[Collected data]
++++++++
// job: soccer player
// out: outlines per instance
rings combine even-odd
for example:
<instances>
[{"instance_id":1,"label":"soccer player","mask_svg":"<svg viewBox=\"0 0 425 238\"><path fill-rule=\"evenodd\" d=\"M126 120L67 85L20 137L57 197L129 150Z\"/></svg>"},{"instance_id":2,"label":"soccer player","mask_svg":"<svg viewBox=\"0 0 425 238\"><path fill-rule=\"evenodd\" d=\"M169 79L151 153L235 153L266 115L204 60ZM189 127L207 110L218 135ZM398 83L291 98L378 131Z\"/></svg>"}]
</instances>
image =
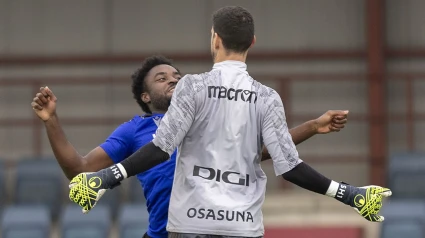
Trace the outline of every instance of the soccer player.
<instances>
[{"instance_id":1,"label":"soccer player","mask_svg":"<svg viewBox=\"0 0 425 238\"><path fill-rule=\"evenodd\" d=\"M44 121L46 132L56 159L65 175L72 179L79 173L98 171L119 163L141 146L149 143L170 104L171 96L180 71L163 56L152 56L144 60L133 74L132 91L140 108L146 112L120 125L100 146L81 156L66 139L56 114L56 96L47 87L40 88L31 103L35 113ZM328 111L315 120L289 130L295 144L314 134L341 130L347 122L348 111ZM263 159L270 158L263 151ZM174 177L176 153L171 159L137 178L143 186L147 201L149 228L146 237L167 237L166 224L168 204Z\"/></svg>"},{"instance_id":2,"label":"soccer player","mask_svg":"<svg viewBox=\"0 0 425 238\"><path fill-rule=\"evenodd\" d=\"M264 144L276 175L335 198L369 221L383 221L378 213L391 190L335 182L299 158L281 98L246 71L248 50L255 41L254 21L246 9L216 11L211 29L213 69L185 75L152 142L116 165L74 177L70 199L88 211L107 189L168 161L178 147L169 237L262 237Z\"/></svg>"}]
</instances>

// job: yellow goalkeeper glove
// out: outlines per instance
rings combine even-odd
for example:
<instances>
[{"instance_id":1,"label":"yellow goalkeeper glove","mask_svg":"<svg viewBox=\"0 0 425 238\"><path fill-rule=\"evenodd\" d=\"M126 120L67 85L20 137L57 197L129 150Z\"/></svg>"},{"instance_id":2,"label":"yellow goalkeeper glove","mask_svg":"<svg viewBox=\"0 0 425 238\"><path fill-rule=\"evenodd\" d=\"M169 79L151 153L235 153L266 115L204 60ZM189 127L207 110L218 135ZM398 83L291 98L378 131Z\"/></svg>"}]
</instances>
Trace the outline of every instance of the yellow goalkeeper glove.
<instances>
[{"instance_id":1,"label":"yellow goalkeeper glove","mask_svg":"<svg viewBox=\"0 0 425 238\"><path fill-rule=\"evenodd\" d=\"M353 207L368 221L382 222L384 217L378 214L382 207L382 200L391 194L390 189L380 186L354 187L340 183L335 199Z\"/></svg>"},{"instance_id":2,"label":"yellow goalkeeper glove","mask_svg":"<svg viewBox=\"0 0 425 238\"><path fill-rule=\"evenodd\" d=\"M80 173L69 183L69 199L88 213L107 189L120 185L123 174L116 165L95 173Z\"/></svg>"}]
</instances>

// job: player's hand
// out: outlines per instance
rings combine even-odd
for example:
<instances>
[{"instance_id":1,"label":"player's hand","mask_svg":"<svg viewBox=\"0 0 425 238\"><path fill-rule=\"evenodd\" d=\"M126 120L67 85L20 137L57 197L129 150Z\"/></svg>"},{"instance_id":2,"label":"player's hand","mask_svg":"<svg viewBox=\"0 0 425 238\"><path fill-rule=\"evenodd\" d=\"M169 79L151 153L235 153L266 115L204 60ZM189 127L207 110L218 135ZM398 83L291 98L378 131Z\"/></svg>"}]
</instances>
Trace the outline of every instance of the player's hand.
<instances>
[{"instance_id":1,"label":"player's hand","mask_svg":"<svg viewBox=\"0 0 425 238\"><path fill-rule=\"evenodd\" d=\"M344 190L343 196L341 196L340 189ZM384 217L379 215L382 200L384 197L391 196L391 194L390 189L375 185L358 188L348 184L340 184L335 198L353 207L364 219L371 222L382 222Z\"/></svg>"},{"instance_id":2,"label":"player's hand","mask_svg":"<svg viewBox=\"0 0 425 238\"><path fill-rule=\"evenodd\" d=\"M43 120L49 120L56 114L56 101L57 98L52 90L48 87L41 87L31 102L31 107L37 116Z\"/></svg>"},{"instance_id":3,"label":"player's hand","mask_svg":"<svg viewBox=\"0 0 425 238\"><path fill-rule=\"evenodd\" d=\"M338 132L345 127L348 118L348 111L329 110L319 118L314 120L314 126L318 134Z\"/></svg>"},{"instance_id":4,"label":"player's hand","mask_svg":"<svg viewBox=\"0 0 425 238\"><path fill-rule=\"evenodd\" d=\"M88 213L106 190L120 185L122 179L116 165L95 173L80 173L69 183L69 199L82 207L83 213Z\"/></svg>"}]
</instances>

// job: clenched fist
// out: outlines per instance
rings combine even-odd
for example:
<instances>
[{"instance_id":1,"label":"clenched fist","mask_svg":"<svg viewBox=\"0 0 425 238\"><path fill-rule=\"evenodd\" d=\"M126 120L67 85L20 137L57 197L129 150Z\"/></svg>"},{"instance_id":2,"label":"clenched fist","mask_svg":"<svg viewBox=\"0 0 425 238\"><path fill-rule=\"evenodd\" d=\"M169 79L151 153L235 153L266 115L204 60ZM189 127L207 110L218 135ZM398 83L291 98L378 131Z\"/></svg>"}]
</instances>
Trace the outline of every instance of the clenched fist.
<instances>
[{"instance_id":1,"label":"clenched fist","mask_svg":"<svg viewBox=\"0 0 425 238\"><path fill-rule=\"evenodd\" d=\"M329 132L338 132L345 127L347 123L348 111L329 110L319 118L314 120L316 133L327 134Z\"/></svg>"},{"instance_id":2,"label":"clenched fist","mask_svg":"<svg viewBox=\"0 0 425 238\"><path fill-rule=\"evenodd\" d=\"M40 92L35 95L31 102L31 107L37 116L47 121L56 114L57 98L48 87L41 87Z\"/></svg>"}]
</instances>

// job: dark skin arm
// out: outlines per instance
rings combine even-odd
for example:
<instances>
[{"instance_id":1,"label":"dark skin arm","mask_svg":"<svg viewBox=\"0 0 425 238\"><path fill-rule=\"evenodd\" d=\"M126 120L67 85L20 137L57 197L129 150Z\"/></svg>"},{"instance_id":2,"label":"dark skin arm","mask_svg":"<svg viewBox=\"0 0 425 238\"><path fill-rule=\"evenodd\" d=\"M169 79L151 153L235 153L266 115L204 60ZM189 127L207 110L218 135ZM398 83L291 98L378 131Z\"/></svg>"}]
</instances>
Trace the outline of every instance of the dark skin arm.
++++++++
▸ Aim of the exercise
Output all the data, exactly, without images.

▸ Result
// job: soccer player
// out: outlines per instance
rings combine even-odd
for example:
<instances>
[{"instance_id":1,"label":"soccer player","mask_svg":"<svg viewBox=\"0 0 425 238\"><path fill-rule=\"evenodd\" d=\"M126 120L67 85L20 137L57 197L129 150Z\"/></svg>"},{"instance_id":2,"label":"soccer player","mask_svg":"<svg viewBox=\"0 0 425 238\"><path fill-rule=\"evenodd\" d=\"M169 79L151 153L235 153L266 115L204 60ZM189 127L207 110L218 135ZM398 83L291 98L378 131Z\"/></svg>"}]
</instances>
image =
Trace the outline of every instance of the soccer player.
<instances>
[{"instance_id":1,"label":"soccer player","mask_svg":"<svg viewBox=\"0 0 425 238\"><path fill-rule=\"evenodd\" d=\"M44 121L46 132L56 159L65 175L72 179L79 173L98 171L119 163L141 146L149 143L170 104L171 96L180 71L163 56L152 56L144 60L133 74L132 91L140 108L146 112L120 125L100 146L81 156L66 139L56 114L56 96L47 87L40 88L31 103L35 113ZM328 111L315 120L289 130L295 144L314 134L341 130L347 122L348 111ZM263 159L270 158L263 151ZM174 177L176 153L171 159L137 178L143 186L147 201L149 228L146 237L167 237L166 224L168 204Z\"/></svg>"},{"instance_id":2,"label":"soccer player","mask_svg":"<svg viewBox=\"0 0 425 238\"><path fill-rule=\"evenodd\" d=\"M264 144L276 175L335 198L369 221L383 221L378 213L391 190L335 182L299 158L281 98L246 71L248 50L255 41L254 21L246 9L216 11L211 29L213 69L185 75L152 142L116 165L74 177L70 199L88 211L107 189L168 161L178 147L169 237L262 237Z\"/></svg>"}]
</instances>

// job: yellow goalkeeper glove
// out: outlines per instance
rings combine even-odd
for example:
<instances>
[{"instance_id":1,"label":"yellow goalkeeper glove","mask_svg":"<svg viewBox=\"0 0 425 238\"><path fill-rule=\"evenodd\" d=\"M126 120L67 85L20 137L57 197L129 150Z\"/></svg>"},{"instance_id":2,"label":"yellow goalkeeper glove","mask_svg":"<svg viewBox=\"0 0 425 238\"><path fill-rule=\"evenodd\" d=\"M169 79L151 153L235 153L266 115L204 60ZM189 127L207 110L218 135ZM398 83L291 98L378 131Z\"/></svg>"}]
</instances>
Trace the outline of every instance of the yellow goalkeeper glove.
<instances>
[{"instance_id":1,"label":"yellow goalkeeper glove","mask_svg":"<svg viewBox=\"0 0 425 238\"><path fill-rule=\"evenodd\" d=\"M353 207L368 221L382 222L384 217L378 214L382 207L382 200L391 194L390 189L380 186L354 187L340 183L335 199Z\"/></svg>"},{"instance_id":2,"label":"yellow goalkeeper glove","mask_svg":"<svg viewBox=\"0 0 425 238\"><path fill-rule=\"evenodd\" d=\"M80 173L69 183L69 199L88 213L107 189L120 185L123 174L116 165L95 173Z\"/></svg>"}]
</instances>

// job: player's hand
// out: outlines per instance
rings combine even-odd
for example:
<instances>
[{"instance_id":1,"label":"player's hand","mask_svg":"<svg viewBox=\"0 0 425 238\"><path fill-rule=\"evenodd\" d=\"M126 120L67 85L20 137L57 197L129 150Z\"/></svg>"},{"instance_id":2,"label":"player's hand","mask_svg":"<svg viewBox=\"0 0 425 238\"><path fill-rule=\"evenodd\" d=\"M169 79L151 153L235 153L266 115L204 60ZM189 127L207 110L218 135ZM398 83L291 98L378 131Z\"/></svg>"}]
</instances>
Trace the outline of every instance of the player's hand.
<instances>
[{"instance_id":1,"label":"player's hand","mask_svg":"<svg viewBox=\"0 0 425 238\"><path fill-rule=\"evenodd\" d=\"M344 190L343 196L341 196L340 189ZM384 217L379 215L382 200L384 197L391 196L391 194L390 189L375 185L358 188L348 184L340 184L335 198L353 207L364 219L371 222L382 222Z\"/></svg>"},{"instance_id":2,"label":"player's hand","mask_svg":"<svg viewBox=\"0 0 425 238\"><path fill-rule=\"evenodd\" d=\"M43 120L49 120L56 114L56 101L57 98L52 90L48 87L41 87L31 102L31 107L37 116Z\"/></svg>"},{"instance_id":3,"label":"player's hand","mask_svg":"<svg viewBox=\"0 0 425 238\"><path fill-rule=\"evenodd\" d=\"M338 132L345 127L348 118L348 111L329 110L319 118L314 120L314 126L318 134Z\"/></svg>"},{"instance_id":4,"label":"player's hand","mask_svg":"<svg viewBox=\"0 0 425 238\"><path fill-rule=\"evenodd\" d=\"M88 213L106 190L120 185L122 179L116 165L95 173L80 173L69 183L69 199L82 207L83 213Z\"/></svg>"}]
</instances>

// job: clenched fist
// out: outlines per instance
rings combine even-odd
for example:
<instances>
[{"instance_id":1,"label":"clenched fist","mask_svg":"<svg viewBox=\"0 0 425 238\"><path fill-rule=\"evenodd\" d=\"M126 120L67 85L20 137L57 197L129 150Z\"/></svg>"},{"instance_id":2,"label":"clenched fist","mask_svg":"<svg viewBox=\"0 0 425 238\"><path fill-rule=\"evenodd\" d=\"M169 79L151 153L235 153L266 115L204 60ZM189 127L207 110L218 135ZM398 83L291 98L378 131Z\"/></svg>"}]
</instances>
Trace the outline of every instance of the clenched fist.
<instances>
[{"instance_id":1,"label":"clenched fist","mask_svg":"<svg viewBox=\"0 0 425 238\"><path fill-rule=\"evenodd\" d=\"M329 132L338 132L345 127L347 123L348 111L329 110L319 118L314 120L316 133L327 134Z\"/></svg>"},{"instance_id":2,"label":"clenched fist","mask_svg":"<svg viewBox=\"0 0 425 238\"><path fill-rule=\"evenodd\" d=\"M40 92L35 95L31 102L31 107L37 116L47 121L56 114L57 98L48 87L41 87Z\"/></svg>"}]
</instances>

// job: dark skin arm
// out: outlines per instance
rings combine even-odd
for example:
<instances>
[{"instance_id":1,"label":"dark skin arm","mask_svg":"<svg viewBox=\"0 0 425 238\"><path fill-rule=\"evenodd\" d=\"M126 120L67 85L20 137L57 197L129 150Z\"/></svg>"},{"instance_id":2,"label":"dark skin arm","mask_svg":"<svg viewBox=\"0 0 425 238\"><path fill-rule=\"evenodd\" d=\"M169 79L151 153L235 153L266 115L204 60ZM189 127L207 110L218 135ZM398 83L291 98L378 131Z\"/></svg>"}]
</instances>
Trace the outline of every instance of the dark skin arm.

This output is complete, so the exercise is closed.